* BEGIN Material supplied *

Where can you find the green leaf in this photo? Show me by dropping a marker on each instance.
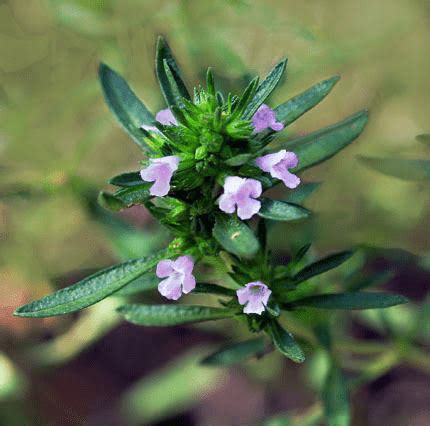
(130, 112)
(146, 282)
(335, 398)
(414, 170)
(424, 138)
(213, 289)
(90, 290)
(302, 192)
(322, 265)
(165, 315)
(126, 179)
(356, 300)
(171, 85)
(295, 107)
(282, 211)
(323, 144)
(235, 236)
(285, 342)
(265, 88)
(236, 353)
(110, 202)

* END Material supplied *
* BEGIN Material supplied *

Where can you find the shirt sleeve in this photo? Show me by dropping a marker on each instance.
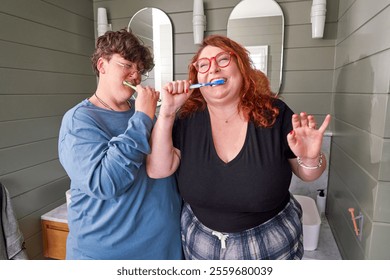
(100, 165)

* END Material supplied *

• **Problem**: Pull out each line above that contains the word "Show".

• **Complete output**:
Where can you find the green leaf in this photo? Show me by dropping a marker on each instance.
Where can you find the shirt sleeve in this photo? Show me by dropping a marker on each instance.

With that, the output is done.